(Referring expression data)
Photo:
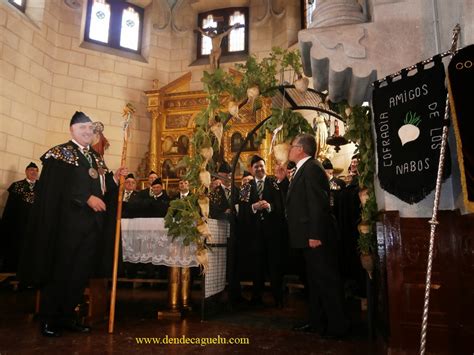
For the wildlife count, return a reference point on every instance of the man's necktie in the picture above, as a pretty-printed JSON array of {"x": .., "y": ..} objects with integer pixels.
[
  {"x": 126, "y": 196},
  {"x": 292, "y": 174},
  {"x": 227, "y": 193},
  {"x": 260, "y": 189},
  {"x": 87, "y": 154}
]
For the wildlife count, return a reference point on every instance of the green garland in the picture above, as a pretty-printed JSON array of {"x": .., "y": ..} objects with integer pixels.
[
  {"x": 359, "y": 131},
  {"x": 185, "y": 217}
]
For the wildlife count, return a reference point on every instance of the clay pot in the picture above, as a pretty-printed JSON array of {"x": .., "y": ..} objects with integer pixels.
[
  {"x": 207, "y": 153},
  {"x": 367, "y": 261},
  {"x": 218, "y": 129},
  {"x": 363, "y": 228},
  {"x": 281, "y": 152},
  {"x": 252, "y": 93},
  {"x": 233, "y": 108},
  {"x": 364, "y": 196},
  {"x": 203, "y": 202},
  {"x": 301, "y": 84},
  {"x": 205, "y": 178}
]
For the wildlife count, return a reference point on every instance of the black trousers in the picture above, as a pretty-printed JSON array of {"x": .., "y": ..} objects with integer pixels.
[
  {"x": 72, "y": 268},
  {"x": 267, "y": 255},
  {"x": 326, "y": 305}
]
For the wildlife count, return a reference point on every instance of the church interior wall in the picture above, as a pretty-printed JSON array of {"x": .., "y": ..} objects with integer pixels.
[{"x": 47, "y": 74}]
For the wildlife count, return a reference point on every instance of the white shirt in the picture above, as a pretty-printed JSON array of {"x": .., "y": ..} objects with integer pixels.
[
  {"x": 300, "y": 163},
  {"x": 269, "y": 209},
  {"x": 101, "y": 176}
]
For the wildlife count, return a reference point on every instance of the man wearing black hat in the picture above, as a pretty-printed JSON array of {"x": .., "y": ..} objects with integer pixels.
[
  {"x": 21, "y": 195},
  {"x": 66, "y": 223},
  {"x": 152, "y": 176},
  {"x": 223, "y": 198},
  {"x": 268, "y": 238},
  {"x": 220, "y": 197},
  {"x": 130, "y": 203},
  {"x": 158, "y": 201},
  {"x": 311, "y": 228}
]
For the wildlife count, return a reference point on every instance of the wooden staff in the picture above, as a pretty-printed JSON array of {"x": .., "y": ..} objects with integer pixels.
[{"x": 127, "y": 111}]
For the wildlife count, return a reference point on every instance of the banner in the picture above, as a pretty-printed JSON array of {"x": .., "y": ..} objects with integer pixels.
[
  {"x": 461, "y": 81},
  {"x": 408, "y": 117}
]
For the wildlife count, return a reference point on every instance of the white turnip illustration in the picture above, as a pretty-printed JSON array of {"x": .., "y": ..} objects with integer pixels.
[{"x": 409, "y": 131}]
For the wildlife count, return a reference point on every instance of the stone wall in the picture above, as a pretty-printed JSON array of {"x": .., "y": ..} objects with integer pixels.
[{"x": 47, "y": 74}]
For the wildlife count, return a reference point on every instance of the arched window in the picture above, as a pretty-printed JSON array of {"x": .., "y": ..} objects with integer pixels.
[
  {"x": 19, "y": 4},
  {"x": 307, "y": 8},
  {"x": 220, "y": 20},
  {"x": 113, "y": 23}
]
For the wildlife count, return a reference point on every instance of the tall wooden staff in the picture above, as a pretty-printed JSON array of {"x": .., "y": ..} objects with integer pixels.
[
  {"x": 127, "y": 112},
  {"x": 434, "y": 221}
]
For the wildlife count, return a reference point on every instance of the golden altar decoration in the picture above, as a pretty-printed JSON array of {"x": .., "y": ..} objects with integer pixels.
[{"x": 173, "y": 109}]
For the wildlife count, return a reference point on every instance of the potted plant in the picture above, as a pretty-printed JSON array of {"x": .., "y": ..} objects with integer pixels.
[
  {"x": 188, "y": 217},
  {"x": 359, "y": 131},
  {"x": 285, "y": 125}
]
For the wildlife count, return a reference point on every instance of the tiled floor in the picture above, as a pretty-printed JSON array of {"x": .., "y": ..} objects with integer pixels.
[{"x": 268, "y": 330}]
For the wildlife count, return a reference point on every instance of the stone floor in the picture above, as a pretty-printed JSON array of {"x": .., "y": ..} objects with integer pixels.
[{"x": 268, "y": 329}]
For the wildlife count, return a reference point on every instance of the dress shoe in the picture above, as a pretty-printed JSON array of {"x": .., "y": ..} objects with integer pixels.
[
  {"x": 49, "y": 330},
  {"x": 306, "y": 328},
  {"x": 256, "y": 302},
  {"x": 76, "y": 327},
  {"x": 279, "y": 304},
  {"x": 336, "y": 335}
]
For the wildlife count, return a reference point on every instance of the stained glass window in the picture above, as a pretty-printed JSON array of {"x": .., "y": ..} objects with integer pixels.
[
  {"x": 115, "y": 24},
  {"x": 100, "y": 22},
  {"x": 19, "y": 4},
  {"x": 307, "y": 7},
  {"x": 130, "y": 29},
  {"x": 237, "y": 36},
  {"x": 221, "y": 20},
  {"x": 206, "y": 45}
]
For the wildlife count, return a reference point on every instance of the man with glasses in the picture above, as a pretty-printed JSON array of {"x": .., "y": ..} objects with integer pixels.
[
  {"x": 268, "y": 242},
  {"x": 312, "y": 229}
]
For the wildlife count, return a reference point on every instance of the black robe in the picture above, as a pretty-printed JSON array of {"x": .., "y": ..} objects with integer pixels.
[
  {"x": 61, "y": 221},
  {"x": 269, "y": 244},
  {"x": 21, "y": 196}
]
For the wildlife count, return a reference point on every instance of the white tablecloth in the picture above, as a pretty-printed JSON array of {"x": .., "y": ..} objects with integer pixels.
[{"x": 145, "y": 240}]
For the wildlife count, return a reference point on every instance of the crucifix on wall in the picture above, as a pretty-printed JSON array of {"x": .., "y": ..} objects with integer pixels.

Directions: Write out the data above in full and exactly, but without the pictures.

Answer box:
Photo:
For the wildlife count, return a reference point on every instance of the man's necktie in the picture above, as a pretty-printed JSON array of {"x": .., "y": ..} objects with integer pixels.
[
  {"x": 126, "y": 196},
  {"x": 292, "y": 174},
  {"x": 227, "y": 193},
  {"x": 260, "y": 189},
  {"x": 87, "y": 154}
]
For the wildlife count, return a reference point on every instance of the green garland in the picture above, as a pretty-printed JSON array of {"x": .., "y": ..} objects with integer pixels.
[
  {"x": 359, "y": 131},
  {"x": 185, "y": 217}
]
For the wildlife count, return a reference point on every instance of the clay pot in the picture above, as a pretty-printed JSON array of {"x": .., "y": ..} objects with integer pixels.
[
  {"x": 207, "y": 153},
  {"x": 367, "y": 261},
  {"x": 218, "y": 129},
  {"x": 363, "y": 228},
  {"x": 281, "y": 152},
  {"x": 252, "y": 93},
  {"x": 233, "y": 108},
  {"x": 364, "y": 196},
  {"x": 203, "y": 202},
  {"x": 301, "y": 84},
  {"x": 205, "y": 178}
]
For the wildlife count, return a reference point on every instance of the black trousers in the picture above, as a pretty-printed JSON array of {"x": .., "y": ..} objects with integer pixels.
[
  {"x": 72, "y": 268},
  {"x": 267, "y": 255},
  {"x": 326, "y": 305}
]
For the wildlife count, return a reference point on every instance of the church interior wall in the picture above, as a pretty-printed JSON array of {"x": .., "y": ..} objects with integer pixels.
[{"x": 47, "y": 74}]
For the wildlife count, return a reference point on every instance of the white shirt in the picture above, as a pretty-printed JSON array of {"x": .., "y": ..} objects with integer pixels.
[
  {"x": 300, "y": 163},
  {"x": 269, "y": 209},
  {"x": 101, "y": 176}
]
For the wildlife count, return a reference point on every instance of the man wearing black hat in the picture above, as a pretty-printed JSON array of {"x": .., "y": ..} objects with integer pixels.
[
  {"x": 21, "y": 195},
  {"x": 66, "y": 223},
  {"x": 152, "y": 176},
  {"x": 223, "y": 198},
  {"x": 268, "y": 238},
  {"x": 220, "y": 197},
  {"x": 130, "y": 203},
  {"x": 158, "y": 201},
  {"x": 311, "y": 228}
]
For the wildlife count, return a reference point on every instance of the wooden staff in the picture above, as a pretty-printed JSON array of {"x": .., "y": ..} objects with integer pixels.
[{"x": 127, "y": 111}]
For the wildlife count, return a reference point on every instance of the banner in the picture above, as a pretty-printed JSON array of {"x": .., "y": ..} objects with integer pixels.
[
  {"x": 461, "y": 81},
  {"x": 408, "y": 117}
]
For the wildlife count, return a reference point on every instance of the white turnip illustration in the picture above, as a pretty-printed JSON array of {"x": .., "y": ..} objects with integer pixels.
[{"x": 409, "y": 131}]
For the wildlife count, return a reference point on every instance of the stone wall in the picture above, as a pretty-printed JSON array of {"x": .., "y": ..} objects with integer pixels.
[{"x": 47, "y": 74}]
For the wildlife count, return a reference point on every instance of the arched window in the picture above, as a pretty-printed JSON array of {"x": .., "y": ..} objects with integer pixels.
[
  {"x": 19, "y": 4},
  {"x": 307, "y": 8},
  {"x": 220, "y": 20},
  {"x": 113, "y": 23}
]
For the wildlife count, return a reference point on every instance of the tall wooden staff in the picture above, as a pretty-printed JSON array of {"x": .., "y": ..} objects with integer pixels.
[
  {"x": 127, "y": 112},
  {"x": 434, "y": 221}
]
For the wildlife count, return a reference point on every instance of the golden altar decoration in the picture above, as a pretty-printed JSON array of {"x": .., "y": ..} objects with integer pixels.
[{"x": 173, "y": 109}]
For the wildlife count, return a reference point on every instance of the potted plant in the picture above, as a pretty-printed JSON array of {"x": .., "y": ..} objects with integer pixels.
[
  {"x": 188, "y": 217},
  {"x": 359, "y": 131},
  {"x": 285, "y": 125}
]
For the wildlife count, return a reference point on every instance of the tiled floor in the picture above, as a pretty-printed JSON array of {"x": .., "y": ..} objects with integer pixels.
[{"x": 268, "y": 330}]
For the wildlife count, return a reference point on every instance of the stone floor in the picture above, as a pretty-printed JSON array of {"x": .., "y": ..} objects with integer pixels.
[{"x": 268, "y": 329}]
For the wildlife count, return a reference point on every instance of the dress shoe in the picture above, as a pretty-printed JSON array of {"x": .., "y": ..} objects with integer pixels.
[
  {"x": 49, "y": 330},
  {"x": 306, "y": 328},
  {"x": 256, "y": 302},
  {"x": 76, "y": 327},
  {"x": 279, "y": 304},
  {"x": 336, "y": 335}
]
For the wildlife count, return a reference point on every instance of the stained glass window in the picture above, as a pretty-printed JSON array of {"x": .., "y": ..} objects with integer pixels.
[
  {"x": 115, "y": 24},
  {"x": 100, "y": 22},
  {"x": 19, "y": 4},
  {"x": 307, "y": 7},
  {"x": 130, "y": 29},
  {"x": 237, "y": 36},
  {"x": 221, "y": 20},
  {"x": 206, "y": 45}
]
For the wildlife count, return a reference point on every instance of the man with glasses in the picture above, as a pretty-printed JSON array of {"x": .., "y": ..} objects with integer pixels.
[
  {"x": 268, "y": 242},
  {"x": 312, "y": 229}
]
For the wildlife count, return a reference point on every instance of the black robe in the picture above, as a pretty-printed JSON array of {"x": .., "y": ..} objects with integer pixels.
[
  {"x": 61, "y": 221},
  {"x": 269, "y": 244},
  {"x": 21, "y": 196}
]
For the wildlife count, return a reference point on every instance of the white tablecloth in the picture above, as a pretty-printed JSON array of {"x": .., "y": ..} objects with integer pixels.
[{"x": 145, "y": 240}]
For the wildlife count, return a reference point on every instance of the crucifix on wall in the picture above, as a pretty-printed JSON array of {"x": .., "y": ..} objects with integer pixels.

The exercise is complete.